Entries from a point annotation set
################

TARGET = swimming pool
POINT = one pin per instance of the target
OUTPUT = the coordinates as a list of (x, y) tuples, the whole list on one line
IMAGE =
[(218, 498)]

################

Quote the lines above word for word.

→ **ANSWER TO THE PROBLEM**:
TARGET = swimming pool
POINT = one pin per instance of the target
OUTPUT = the coordinates as a list of (x, y) tuples, the whole list on one line
IMAGE =
[(218, 498)]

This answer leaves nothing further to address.